══ Text to read

When people think about jury duty, they often think about an untimely and aggravating necessity that disrupts their daily schedule. For some, it can be more than an annoying disruption, it can also cause financial hardships. While your employer cannot fire you for serving on a jury, they are not required to pay you for this time spent away from the job. The State of Minnesota only, for example, compensates jurors $10-$20 a day, 27 cents/mile, along with a small stipend for childcare. This can present a significant burden for a family. So with all of these potential drawbacks, why would someone want to serve on a jury?
The reality is that whether or not you want to serve on a jury, you likely will at some point. There isn’t a lot you can do to avoid jury duty. Names are randomly pulled from State IDs, licenses, buying a home or filing a tax return. Ignoring jury duty or refusing to show up can result in consequences such as large fines and even jail in some cases.
You should know that there are a few exceptions that exempt a citizen from serving on a jury. For example, when there is a hardship, or a significant cause that could prevent a potential juror from giving an honest and objective opinion. Also, active duty members of the U.S. Armed Forces are exempt along with members of a professional fire or police department, or public officers who are actively engaged in the full-time performance of public duties. Also it should be noted that scheduled vacations and prior commitments will be honored, and will often be the basis for permission to report on a later date.So for those of us who are still required to serve on a jury, how can we make the most of this time? We should try to remember that serving on a jury is a civic duty and an exciting opportunity to learn about the legal system. Without jurors, our legal system fails. In order to make the most of our time on a jury, (it can last from a few days to a few weeks) we should do our best to engage in the process. The best way to engage in the process is by paying attention. The judge will walk jurors through the process and give them clear instructions. As long as jurors are listening and paying attention, they will be able to fully engage. After the trial is over, jurors are expected to reach a verdict, which could take a few hours or a few days, or even longer. Many people believe that every jury must come to a unanimous decision, which is not always the case. It is important to remember that jurors are not allowed to have outside contact with anyone involved in the case. Jurors will have a lot of down time, so make the most of it and bring along a good book!

════
══ Entries provided

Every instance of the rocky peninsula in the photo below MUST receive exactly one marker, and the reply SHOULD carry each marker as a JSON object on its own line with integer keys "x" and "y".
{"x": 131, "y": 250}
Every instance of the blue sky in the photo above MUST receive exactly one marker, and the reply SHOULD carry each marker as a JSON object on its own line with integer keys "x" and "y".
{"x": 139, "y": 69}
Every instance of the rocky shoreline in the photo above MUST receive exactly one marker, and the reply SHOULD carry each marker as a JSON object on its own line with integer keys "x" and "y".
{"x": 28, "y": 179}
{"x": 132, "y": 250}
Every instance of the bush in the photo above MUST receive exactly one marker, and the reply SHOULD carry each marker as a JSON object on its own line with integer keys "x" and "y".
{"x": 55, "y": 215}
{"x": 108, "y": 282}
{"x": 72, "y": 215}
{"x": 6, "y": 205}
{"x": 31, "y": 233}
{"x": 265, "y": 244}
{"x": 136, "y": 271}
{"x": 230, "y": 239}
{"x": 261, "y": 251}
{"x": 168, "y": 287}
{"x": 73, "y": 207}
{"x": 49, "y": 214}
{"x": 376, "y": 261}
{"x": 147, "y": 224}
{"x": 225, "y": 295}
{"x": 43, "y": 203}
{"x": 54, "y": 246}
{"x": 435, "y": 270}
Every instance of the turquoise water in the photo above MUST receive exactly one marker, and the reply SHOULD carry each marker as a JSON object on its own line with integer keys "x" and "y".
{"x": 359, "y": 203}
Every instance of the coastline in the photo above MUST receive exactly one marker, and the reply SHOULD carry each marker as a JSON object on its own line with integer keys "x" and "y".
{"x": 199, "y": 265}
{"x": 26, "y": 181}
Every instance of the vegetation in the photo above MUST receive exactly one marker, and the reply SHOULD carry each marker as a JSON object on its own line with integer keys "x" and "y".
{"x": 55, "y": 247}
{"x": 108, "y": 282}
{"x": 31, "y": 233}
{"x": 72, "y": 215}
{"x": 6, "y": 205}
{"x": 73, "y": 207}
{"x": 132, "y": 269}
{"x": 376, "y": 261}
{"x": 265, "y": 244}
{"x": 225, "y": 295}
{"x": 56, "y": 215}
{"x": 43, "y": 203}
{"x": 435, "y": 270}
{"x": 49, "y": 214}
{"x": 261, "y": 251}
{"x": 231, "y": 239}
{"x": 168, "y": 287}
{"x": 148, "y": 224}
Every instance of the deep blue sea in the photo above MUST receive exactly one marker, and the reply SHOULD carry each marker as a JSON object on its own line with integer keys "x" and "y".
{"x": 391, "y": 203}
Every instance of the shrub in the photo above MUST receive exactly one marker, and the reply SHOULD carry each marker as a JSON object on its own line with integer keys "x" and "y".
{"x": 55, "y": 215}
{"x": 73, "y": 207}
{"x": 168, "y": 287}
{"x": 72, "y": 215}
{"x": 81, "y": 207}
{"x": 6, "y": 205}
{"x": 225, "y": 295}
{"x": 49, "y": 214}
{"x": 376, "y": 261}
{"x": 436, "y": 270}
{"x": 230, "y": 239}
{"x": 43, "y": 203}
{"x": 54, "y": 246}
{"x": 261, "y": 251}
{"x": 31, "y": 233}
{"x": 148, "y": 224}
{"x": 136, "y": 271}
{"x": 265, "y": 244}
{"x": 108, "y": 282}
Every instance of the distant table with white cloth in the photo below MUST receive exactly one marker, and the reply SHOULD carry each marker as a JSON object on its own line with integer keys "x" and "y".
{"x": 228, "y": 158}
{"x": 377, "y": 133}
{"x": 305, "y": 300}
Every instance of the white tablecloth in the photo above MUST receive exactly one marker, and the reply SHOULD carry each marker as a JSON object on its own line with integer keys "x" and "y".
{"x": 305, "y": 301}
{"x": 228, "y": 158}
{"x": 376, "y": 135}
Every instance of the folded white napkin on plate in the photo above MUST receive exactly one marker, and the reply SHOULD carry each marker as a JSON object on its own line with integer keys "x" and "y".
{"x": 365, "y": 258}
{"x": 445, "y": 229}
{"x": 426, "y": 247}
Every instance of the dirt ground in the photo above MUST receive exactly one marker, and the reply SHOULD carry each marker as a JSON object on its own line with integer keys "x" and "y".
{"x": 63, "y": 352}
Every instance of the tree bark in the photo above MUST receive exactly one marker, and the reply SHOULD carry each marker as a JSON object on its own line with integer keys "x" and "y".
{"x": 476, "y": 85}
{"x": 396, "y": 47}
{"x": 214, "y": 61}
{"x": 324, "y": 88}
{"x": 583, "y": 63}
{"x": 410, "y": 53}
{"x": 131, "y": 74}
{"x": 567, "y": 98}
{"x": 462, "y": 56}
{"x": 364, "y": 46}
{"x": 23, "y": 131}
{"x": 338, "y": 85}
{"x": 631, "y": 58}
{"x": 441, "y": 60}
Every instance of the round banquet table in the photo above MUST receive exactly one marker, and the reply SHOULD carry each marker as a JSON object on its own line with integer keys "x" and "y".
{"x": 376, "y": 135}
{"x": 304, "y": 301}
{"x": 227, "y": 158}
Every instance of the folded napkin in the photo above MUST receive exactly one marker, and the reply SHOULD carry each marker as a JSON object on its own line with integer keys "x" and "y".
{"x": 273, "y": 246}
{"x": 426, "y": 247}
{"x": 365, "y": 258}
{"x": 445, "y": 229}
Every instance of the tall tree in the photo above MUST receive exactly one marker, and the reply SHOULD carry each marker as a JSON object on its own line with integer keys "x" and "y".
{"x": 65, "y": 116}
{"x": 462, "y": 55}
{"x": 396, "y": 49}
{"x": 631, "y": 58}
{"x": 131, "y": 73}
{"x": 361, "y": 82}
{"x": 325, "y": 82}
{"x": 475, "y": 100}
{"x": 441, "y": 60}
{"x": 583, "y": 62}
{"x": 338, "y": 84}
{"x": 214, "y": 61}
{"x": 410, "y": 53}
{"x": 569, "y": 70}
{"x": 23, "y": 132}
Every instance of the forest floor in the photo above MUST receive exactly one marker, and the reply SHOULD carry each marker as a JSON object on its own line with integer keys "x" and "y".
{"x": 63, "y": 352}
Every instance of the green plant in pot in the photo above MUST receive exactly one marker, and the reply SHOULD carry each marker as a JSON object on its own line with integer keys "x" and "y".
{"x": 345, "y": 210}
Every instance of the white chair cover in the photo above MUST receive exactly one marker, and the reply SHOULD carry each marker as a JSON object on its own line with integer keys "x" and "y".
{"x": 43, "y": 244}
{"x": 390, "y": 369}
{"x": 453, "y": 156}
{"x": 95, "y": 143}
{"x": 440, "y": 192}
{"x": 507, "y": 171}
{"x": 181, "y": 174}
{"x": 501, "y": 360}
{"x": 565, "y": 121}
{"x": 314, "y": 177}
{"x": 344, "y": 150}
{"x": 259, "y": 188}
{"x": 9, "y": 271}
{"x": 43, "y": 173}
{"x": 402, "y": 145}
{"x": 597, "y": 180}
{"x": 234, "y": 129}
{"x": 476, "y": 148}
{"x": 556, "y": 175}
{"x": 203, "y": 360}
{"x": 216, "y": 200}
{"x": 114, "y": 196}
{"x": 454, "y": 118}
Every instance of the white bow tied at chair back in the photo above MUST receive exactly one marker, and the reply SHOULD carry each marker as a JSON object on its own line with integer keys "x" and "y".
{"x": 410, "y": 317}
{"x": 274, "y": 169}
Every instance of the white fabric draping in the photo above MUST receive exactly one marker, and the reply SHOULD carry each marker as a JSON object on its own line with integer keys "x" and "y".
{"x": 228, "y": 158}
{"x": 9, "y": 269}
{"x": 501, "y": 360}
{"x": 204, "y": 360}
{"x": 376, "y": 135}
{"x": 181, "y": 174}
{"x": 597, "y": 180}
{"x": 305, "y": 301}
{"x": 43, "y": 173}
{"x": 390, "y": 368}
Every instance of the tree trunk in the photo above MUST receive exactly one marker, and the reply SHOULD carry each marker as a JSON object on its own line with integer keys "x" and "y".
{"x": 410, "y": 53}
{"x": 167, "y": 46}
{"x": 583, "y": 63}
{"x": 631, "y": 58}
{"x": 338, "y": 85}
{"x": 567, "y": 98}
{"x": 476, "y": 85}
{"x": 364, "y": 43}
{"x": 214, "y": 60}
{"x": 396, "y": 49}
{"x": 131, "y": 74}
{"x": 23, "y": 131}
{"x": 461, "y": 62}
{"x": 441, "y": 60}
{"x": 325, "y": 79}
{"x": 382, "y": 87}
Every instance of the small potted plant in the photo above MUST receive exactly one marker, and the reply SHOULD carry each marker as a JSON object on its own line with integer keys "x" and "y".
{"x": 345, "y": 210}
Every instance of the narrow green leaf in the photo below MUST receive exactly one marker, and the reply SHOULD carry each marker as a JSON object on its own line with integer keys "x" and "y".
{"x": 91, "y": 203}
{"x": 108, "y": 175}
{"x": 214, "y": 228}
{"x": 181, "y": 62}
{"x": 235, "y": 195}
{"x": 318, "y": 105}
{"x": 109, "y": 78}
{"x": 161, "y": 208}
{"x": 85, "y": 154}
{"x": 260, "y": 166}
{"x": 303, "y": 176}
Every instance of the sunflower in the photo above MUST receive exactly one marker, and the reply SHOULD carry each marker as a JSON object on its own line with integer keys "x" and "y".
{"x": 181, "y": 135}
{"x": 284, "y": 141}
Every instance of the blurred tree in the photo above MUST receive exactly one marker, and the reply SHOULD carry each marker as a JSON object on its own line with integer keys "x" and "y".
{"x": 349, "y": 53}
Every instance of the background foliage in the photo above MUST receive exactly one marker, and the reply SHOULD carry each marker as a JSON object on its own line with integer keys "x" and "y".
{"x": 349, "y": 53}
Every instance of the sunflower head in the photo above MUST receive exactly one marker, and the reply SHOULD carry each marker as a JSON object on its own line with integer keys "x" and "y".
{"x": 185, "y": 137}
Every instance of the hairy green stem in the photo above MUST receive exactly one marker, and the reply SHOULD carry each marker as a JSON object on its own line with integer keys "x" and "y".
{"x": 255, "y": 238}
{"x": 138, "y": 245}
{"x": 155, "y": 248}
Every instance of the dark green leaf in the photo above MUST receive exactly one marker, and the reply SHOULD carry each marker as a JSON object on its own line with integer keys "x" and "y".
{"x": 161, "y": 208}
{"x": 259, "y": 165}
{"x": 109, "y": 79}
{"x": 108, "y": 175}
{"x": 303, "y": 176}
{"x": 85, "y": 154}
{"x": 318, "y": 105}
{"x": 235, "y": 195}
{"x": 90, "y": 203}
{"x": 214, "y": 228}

════

[Task requirements]:
a: From the jury duty text, extract the passage starting with "When people think" and going on through "serve on a jury?".
b: In the jury duty text, who walks jurors through the process and gives them clear instructions?
c: Please translate this sentence from the jury duty text into Spanish: "Without jurors, our legal system fails."

[Answers for the tasks]:
a:
When people think about jury duty, they often think about an untimely and aggravating necessity that disrupts their daily schedule. For some, it can be more than an annoying disruption, it can also cause financial hardships. While your employer cannot fire you for serving on a jury, they are not required to pay you for this time spent away from the job. The State of Minnesota only, for example, compensates jurors $10-$20 a day, 27 cents/mile, along with a small stipend for childcare. This can present a significant burden for a family. So with all of these potential drawbacks, why would someone want to serve on a jury?

b: The judge.

c: Sin jurados, nuestro sistema legal fracasa.